Point localization data:
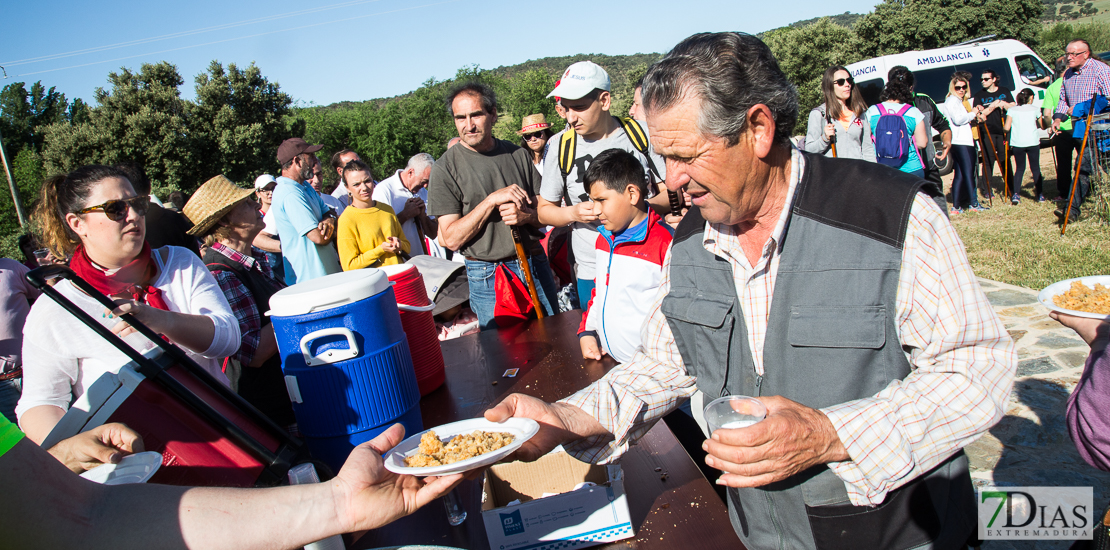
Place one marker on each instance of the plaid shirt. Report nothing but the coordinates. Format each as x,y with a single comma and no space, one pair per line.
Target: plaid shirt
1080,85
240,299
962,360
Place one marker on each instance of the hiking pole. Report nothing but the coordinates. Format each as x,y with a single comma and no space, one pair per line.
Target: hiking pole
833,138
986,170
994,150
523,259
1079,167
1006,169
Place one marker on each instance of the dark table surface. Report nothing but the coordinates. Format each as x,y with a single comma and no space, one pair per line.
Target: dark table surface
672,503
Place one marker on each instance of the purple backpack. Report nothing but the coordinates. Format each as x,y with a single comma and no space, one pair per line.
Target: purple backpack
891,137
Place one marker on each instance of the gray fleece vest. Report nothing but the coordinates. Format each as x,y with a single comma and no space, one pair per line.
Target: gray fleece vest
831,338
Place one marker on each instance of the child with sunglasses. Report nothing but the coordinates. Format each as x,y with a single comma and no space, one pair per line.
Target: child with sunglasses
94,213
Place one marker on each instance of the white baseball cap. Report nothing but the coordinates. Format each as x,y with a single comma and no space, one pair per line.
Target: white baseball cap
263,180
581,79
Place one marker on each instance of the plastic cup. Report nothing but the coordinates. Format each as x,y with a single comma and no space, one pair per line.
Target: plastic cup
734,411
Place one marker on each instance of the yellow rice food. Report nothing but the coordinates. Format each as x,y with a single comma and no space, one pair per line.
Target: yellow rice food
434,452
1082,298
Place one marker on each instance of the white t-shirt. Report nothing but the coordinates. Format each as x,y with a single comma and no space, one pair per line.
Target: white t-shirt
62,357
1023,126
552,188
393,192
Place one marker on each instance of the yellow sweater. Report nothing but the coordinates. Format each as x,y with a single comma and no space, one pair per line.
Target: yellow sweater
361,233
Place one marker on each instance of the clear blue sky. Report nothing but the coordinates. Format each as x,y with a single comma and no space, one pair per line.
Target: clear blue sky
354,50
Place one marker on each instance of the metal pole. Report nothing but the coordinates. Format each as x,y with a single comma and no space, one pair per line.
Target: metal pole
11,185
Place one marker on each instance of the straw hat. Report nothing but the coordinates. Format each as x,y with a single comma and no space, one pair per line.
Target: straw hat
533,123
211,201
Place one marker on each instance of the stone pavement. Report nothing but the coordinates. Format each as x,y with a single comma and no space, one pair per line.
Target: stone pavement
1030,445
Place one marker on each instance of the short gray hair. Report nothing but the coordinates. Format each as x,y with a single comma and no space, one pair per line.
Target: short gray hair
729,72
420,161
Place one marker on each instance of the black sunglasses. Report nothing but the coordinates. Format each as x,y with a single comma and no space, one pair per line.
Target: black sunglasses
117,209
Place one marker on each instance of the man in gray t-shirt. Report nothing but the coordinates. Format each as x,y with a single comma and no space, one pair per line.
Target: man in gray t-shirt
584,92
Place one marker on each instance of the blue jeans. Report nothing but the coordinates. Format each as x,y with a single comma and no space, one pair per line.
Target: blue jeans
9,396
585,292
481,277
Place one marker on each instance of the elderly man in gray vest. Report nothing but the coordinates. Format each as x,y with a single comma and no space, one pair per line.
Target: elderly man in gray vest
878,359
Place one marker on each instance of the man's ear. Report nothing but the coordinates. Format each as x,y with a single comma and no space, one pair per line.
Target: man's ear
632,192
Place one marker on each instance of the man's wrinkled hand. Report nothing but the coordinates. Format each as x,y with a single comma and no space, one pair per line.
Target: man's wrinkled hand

YOUR TASK: Exact copy, pictures excluded: restate every record above word for word.

EXERCISE OUTPUT:
Place one marker on each instance of the plaid shirt. Report nothing but the coordinates. Format each as x,y with a single comma and no space, one pair per line.
Target: plaid shirt
1080,85
240,299
962,360
Place one marker on each instance of the hiking pole. Report nothing but the coordinates. Format each as x,y with a single comma and no space, one pair per line.
Target: hiking pole
833,138
986,170
994,150
523,259
1079,167
1006,169
Place one marker on each instance of the dark table surface. Report nothing but the coordinates. Format each as x,y with a single comma and no space, one pair per line.
Target: dark table surface
672,503
Place one marker on each instance of the purple backpack. Report nothing but the coordinates. Format each as x,y with a single comma and no space, one pair per line.
Target: purple backpack
891,137
Place one marker on each instance of the gray fleece vest. Report nothing but the coordinates. Format each as x,y with a single comma and no space, one pair per line.
Target: gray fleece vest
831,338
Place one marker on each instance of the child with sunglasses. Report nothing but the coordinates. Format each as x,y with a single comma and no space, one pair per line.
Target: child with sunglasses
94,213
Place one marker on each instance of the white baseball cap. Report nothing but the coordinates. Format each as x,y with a single comma and no space, one pair per line.
Target: white baseball cap
263,180
581,79
Place one marker on each instance of the plastic cup. Report nothing but the coordinates. Format each as x,y with a single comma and no space, one pair per line.
Target: plastic cup
734,411
Place one marker on each instance of the yellow rice food. Report nothing but the coordinates. Format each as x,y with a single comma and no space, one pair per line.
Target: yellow rice food
434,452
1082,298
Place one marker on each instance of the white t-shirt. Report nothing but the coordinates. Format each as x,y with a single comma and no space, one pair per line.
Target: white t-shirt
62,357
1023,126
552,188
393,192
Place one marker on each instance of the yellow sweater. Report nothing but the coordinates. Format each as x,y with a single comma and no space, one pair per line.
Target: yellow sweater
361,233
Place one marker on each instance of the clear blue sky. Report nothing but the coordinates. Format each as x,y with a single comma and no space, one pair per line.
Target: clear blue sky
354,50
Place one marker on each instance of the metal pole. Report nothing but the coordinates. Format each as x,y with a single comma and no space, one pair per line.
Target: metal pole
11,185
Place one marker on each instance of the straw hat. Report nothing but the coordinates. Format each as x,y with a single comma and no space, one pair per line.
Target: straw hat
533,123
211,201
Place one marker on each instance of the stone pavement. Report nothing but the coordinates. Format each as x,y with a single comma and no space, one pair per line.
Target: stone pavement
1030,445
Place one marker on each instance of the short gray hair. Report nothing but the coordinates. Format each as x,y with a single comma and no space, one pair per line.
Target: short gray hair
729,72
420,161
Place one marker on each instance of the black sunglasses. Report nothing but the coordinates. Format each as x,y with a single comma and no space, one pair per line.
Target: black sunglasses
117,209
Place one marker on each instance of the man in gray t-shirt. Report nothing but the coordinates. Format each as x,y with a single comma and no space, one pair per line.
Target: man in gray t-shirt
584,92
Place one marker on each instance of the blue jeans. Report nothing but the coordinates. Format each as x,y with a single comma and no space, one pair per line.
Target: blue jeans
9,396
585,292
481,277
Place one marker on each instance of the elderly man in gray vest. Report nothing but the coordinates. Format each as x,y with a single comma and no space, one pair per line.
Target: elderly man in gray vest
878,359
Place one marker on each instance of the man's ear. Report nothing but the coordinates. Format each as x,y with a single comma and no space, one pair per line.
Target: man's ear
632,192
Place one marker on each instance of the man's wrinkled hand. Report nothing but the coordinates. Format each as x,y with a single comma and no space, one pair per line.
Target: man's wrinkled hand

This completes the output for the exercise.